» **READING PASSAGE**
□ □ □ □ □

Washington Lawmakers Pass $2.2 Billion COVID Relief Bill, Now Heads To Governor’s Desk
Washington Gov. Jay Inslee says he looks forward to signing a $2.2 billion COVID relief bill in the coming days. The measure cleared the Legislature Wednesday after a bipartisan 47-2 vote in the state Senate.
Once the governor signs it into law, the money will start to flow.
However, Republican state Senator Doug Ericksen said the Legislature should have acted sooner.
“This is a post-disaster operation now, and a disaster not caused by us with COVID, but a problem that was exasperated by the state government, when we allowed the governor to run it by himself for 11 months without the Legislature coming back into session to be able give a voice to the people who are not heard,” Ericksen said Wednesday.
During the legislative interim, Inslee oversaw the distribution of billions of dollars in federal CARES Act money. This next round of relief also comes from the federal government. It will pay for things like vaccine distribution, food and rental assistance and grants to small businesses.

□ □ □ □ □

» **YOUR GOAL**
Continue the news article about Washington's $2.2 billion COVID relief bill, picking up after its final sentence.

□ □ □ □ □

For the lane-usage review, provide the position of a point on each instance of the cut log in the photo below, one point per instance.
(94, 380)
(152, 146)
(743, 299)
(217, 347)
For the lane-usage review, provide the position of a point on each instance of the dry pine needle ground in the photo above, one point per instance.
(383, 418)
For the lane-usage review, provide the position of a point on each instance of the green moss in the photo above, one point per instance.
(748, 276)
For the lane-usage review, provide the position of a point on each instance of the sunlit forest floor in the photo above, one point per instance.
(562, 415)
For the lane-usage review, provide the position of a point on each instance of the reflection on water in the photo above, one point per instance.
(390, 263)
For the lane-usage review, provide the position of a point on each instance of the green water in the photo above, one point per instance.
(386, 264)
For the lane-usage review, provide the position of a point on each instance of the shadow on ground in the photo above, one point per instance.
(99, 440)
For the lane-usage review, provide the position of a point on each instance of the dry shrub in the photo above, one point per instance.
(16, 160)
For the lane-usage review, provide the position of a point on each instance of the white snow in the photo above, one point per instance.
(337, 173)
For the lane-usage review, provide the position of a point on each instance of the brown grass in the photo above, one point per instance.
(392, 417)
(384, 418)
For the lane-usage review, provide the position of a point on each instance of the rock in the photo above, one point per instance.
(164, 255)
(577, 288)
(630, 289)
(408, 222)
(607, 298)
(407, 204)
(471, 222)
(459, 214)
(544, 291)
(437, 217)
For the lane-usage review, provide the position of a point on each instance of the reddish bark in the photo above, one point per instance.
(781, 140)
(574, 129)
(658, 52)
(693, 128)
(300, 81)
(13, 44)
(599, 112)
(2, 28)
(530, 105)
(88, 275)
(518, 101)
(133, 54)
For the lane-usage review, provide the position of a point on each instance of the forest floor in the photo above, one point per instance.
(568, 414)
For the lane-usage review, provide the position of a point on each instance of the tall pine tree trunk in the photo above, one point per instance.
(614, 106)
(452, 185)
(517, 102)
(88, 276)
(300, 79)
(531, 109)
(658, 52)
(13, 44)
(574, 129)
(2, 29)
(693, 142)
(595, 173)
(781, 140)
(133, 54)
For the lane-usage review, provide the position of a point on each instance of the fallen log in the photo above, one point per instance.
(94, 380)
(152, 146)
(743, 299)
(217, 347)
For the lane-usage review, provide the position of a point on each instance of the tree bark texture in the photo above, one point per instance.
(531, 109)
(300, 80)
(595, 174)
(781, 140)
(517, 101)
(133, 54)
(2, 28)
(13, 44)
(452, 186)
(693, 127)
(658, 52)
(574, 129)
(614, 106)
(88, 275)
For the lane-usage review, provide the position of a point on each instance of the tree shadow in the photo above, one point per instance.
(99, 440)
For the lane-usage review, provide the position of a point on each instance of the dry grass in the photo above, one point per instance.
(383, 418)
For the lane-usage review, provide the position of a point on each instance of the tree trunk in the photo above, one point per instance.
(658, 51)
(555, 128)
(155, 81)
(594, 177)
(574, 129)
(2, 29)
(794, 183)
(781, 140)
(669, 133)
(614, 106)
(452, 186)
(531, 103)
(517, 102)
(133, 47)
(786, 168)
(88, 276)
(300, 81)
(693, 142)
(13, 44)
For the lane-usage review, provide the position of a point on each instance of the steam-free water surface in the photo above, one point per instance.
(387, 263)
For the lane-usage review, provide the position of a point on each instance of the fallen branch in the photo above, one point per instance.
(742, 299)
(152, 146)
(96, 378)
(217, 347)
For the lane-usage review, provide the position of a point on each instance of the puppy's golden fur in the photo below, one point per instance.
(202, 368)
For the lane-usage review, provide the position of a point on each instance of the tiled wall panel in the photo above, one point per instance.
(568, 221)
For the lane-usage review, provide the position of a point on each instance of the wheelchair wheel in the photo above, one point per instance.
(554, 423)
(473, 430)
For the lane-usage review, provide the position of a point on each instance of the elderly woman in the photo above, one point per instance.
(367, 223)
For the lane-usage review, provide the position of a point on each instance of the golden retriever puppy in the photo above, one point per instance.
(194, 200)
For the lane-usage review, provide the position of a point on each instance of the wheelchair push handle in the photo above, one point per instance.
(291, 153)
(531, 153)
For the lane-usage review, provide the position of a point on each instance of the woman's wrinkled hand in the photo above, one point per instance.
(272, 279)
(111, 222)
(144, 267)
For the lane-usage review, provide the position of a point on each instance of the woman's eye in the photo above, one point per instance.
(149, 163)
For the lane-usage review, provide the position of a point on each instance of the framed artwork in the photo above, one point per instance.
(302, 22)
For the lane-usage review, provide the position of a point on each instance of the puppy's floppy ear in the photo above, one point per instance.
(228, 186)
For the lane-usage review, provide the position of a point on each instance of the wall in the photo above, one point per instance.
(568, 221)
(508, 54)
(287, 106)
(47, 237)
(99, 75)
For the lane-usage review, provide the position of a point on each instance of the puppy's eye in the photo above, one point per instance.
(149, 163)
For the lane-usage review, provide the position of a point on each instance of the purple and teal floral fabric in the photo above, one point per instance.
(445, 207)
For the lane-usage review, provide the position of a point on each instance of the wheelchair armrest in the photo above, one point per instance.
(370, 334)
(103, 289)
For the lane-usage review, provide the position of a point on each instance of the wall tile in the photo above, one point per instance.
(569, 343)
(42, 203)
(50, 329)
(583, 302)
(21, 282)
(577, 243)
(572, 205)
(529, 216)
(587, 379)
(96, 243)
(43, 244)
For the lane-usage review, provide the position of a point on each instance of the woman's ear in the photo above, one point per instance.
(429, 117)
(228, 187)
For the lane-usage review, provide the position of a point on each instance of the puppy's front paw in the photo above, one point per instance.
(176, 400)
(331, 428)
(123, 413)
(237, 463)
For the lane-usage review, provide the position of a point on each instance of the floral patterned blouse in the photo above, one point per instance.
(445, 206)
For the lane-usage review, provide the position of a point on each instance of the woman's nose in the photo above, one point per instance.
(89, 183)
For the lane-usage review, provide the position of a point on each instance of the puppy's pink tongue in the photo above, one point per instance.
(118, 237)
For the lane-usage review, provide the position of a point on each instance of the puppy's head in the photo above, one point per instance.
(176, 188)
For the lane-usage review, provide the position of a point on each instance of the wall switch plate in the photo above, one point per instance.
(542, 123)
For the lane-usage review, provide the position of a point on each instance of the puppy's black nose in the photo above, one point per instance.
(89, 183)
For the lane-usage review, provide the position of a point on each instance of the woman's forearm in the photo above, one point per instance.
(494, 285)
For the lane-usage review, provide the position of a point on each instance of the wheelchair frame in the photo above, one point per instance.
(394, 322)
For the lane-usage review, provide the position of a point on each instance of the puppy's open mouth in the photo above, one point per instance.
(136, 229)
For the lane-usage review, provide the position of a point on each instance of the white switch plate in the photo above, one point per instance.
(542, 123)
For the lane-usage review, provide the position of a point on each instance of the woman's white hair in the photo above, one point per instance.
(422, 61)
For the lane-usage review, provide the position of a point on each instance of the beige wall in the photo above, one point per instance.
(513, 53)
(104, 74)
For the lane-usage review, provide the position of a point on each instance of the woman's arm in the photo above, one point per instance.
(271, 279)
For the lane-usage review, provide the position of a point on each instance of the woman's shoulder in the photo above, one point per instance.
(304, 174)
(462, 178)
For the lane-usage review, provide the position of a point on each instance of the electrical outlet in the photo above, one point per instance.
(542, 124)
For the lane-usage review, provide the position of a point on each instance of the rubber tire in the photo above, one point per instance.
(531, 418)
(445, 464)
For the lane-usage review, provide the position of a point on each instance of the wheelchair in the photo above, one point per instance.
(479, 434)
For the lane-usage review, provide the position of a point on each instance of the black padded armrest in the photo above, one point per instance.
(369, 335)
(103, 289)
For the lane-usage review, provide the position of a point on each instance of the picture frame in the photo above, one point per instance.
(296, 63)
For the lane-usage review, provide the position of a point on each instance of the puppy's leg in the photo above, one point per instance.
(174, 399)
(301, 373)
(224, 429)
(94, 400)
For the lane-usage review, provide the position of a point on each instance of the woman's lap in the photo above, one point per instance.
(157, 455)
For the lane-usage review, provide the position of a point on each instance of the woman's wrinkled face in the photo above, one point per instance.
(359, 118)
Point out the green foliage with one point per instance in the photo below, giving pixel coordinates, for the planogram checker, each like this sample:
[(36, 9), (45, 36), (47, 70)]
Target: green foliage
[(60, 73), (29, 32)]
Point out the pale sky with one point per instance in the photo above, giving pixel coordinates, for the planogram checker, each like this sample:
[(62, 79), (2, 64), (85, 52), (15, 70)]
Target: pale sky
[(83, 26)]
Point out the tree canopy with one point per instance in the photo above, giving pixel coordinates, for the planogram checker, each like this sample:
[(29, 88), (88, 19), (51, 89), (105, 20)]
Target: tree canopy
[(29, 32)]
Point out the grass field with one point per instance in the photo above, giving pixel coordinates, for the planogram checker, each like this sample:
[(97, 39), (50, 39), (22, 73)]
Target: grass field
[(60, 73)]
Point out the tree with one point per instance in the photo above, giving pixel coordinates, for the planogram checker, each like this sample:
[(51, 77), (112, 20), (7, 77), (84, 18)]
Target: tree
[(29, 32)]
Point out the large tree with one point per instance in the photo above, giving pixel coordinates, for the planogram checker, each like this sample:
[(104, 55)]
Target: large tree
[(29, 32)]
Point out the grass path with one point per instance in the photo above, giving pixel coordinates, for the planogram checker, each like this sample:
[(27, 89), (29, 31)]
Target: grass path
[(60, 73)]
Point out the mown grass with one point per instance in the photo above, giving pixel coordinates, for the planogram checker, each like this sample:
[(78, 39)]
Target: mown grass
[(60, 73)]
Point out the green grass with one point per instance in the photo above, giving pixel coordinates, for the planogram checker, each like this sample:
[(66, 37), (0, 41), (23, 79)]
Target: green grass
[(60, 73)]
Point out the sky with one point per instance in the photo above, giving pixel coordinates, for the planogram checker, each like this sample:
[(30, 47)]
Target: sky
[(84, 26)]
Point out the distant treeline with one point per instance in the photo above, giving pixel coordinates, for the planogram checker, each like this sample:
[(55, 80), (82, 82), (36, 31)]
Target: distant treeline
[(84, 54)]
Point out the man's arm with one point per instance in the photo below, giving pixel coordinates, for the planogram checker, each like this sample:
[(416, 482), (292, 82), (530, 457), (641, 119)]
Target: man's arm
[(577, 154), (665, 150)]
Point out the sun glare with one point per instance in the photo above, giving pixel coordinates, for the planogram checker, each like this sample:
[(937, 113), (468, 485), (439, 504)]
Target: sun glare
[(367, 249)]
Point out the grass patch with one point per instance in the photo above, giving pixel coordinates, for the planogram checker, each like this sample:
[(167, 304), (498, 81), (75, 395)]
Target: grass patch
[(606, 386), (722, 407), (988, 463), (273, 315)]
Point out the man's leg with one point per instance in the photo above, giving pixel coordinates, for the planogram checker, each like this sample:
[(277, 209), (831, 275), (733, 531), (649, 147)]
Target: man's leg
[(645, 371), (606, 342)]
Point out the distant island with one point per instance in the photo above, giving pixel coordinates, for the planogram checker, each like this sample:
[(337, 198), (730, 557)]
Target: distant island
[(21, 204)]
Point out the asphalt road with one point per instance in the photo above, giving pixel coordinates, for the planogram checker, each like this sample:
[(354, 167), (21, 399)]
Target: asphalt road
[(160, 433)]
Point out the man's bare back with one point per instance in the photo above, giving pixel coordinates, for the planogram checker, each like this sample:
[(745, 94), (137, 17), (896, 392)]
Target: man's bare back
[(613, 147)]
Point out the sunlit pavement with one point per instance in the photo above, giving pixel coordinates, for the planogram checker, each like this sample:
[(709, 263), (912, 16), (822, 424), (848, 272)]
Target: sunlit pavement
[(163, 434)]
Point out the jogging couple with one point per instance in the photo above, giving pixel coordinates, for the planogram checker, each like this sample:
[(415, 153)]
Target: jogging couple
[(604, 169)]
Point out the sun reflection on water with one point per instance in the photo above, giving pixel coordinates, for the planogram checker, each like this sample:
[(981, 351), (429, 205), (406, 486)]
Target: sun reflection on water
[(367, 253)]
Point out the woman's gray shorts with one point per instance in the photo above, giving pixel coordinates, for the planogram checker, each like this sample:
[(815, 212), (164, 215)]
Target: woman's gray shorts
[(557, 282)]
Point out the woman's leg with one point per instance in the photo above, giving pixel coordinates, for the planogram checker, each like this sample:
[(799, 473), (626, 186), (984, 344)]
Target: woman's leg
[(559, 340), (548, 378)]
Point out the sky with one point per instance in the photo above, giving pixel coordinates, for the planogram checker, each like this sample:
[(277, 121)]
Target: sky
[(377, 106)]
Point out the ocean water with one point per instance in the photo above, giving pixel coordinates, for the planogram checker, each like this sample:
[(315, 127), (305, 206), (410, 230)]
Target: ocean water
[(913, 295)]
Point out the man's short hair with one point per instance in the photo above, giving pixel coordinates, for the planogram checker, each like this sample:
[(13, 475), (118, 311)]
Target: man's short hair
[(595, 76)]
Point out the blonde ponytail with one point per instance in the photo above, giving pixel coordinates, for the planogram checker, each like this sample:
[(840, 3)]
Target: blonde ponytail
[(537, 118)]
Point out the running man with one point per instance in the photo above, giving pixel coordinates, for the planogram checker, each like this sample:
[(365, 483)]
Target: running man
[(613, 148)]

□ □ □ □ □

» **REPLY**
Senate Majority Leader Andy Billig, a Democrat from Spokane, calls it an important next in the state’s response to the pandemic.
“The $240 million in small business grants that’s in this $2.2 billion support bill will help 12,000 small businesses in our state.” Billig said. “There’s $50M for child care grants which we also know are vital for small businesses and their employees.”
The bill also includes money for rental assistance, vaccine administration and to help public schools resume in-person learning. Majority Democrats rejected several Republican amendments, some of which were aimed at reopening schools more quickly.